● **TEXT PROVIDED**

Partially as a result of this shift in emphasis, visible secretariat activities have been considerably reduced in scale. The newsletter will be published less frequently and less regularly, at least until we have more to report, and incoming letters and requests are taking longer to be answered. We apologize for any inconvenience, but these delays should not be taken as an indication that we have disappeared; we have not.
Food terminology and classification: The key question or an interesting distraction?
How foods should be named or coded in an international system has been the most controversial of the questions INFOODS has had to deal with, in part because many people seem to hold strong opinions about it. The INFOODS conclusions are perhaps somewhat radical.
The matter of food names, coding, and description is key to many ideas for comparing values among different tables and databases, as well as to food coding for dietary studies. The idea of developing a single international nomenclature system is quite seductive. Unfortunately, it does not appear to be practical, and regional systems that focus on particular goals and objectives seem to be more reasonable. Systems such as the EUROFOODS-developed EUROCODE 2 [9] have precisely the correct properties. They reflect the foods of a relatively small number of countries with fairly similar foods, and the goals for use are well defined and limited.
As one moves away from this set of properties, systems inevitably become either more complex and less problem-specific, or very general and imprecise. They may even become unworkable. This is not a defect in any particular system that is subject to improvement by adding or changing a few terms; it is inherent in the nature of the underlying foods and varying societal assumptions about them. This is perhaps best illustrated by some examples.

● **RAW RECORDS**
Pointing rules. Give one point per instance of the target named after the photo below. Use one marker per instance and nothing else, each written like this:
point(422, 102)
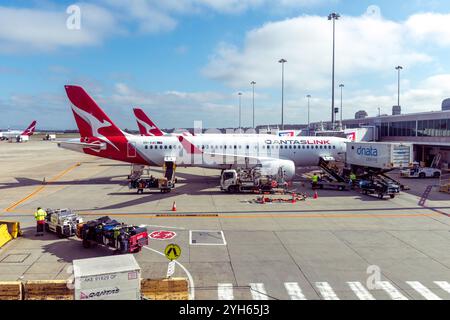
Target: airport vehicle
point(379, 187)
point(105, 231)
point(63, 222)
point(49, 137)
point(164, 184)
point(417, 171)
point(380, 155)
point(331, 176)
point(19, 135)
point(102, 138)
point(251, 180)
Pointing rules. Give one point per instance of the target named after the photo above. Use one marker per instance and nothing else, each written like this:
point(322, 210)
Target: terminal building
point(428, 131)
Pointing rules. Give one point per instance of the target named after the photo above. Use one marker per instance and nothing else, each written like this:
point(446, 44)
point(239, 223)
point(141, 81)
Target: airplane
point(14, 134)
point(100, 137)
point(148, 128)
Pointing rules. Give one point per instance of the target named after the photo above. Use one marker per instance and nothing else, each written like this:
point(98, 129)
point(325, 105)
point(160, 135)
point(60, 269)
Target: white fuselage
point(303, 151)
--
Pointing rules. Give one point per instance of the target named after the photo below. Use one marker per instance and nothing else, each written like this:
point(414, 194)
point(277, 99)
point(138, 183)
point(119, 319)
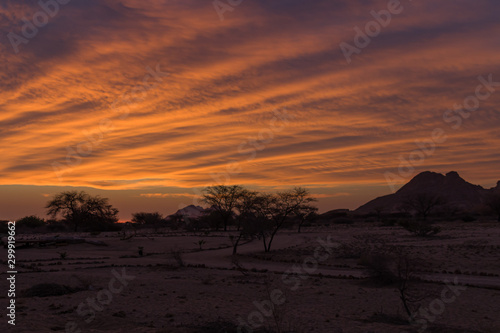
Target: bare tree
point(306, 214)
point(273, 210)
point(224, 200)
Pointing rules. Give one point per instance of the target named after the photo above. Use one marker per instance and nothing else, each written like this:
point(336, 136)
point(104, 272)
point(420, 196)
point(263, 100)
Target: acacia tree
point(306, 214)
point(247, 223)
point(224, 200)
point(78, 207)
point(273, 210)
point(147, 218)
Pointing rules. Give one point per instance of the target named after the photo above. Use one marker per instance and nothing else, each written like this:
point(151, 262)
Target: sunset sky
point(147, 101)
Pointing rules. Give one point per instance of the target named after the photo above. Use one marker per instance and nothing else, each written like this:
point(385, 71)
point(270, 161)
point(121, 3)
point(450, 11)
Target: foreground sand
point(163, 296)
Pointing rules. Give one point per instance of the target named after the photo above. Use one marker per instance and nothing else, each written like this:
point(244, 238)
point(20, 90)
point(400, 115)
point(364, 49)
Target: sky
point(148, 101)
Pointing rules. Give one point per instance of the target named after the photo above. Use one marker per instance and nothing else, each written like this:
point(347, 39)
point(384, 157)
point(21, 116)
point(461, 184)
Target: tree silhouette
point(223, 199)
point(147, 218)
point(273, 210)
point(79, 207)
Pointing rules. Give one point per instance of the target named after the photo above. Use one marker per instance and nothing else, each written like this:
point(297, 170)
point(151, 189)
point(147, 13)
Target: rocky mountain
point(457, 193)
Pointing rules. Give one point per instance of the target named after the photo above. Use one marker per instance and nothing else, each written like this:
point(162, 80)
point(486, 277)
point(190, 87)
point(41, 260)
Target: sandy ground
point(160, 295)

● **TASK DETAILS**
Reproduce the part of the passage on food naming and coding starting at "Partially as a" and ending at "perhaps somewhat radical.". The lines have no connection to the passage on food naming and coding.

● **RESPONSE TO THE TASK**
Partially as a result of this shift in emphasis, visible secretariat activities have been considerably reduced in scale. The newsletter will be published less frequently and less regularly, at least until we have more to report, and incoming letters and requests are taking longer to be answered. We apologize for any inconvenience, but these delays should not be taken as an indication that we have disappeared; we have not.
Food terminology and classification: The key question or an interesting distraction?
How foods should be named or coded in an international system has been the most controversial of the questions INFOODS has had to deal with, in part because many people seem to hold strong opinions about it. The INFOODS conclusions are perhaps somewhat radical.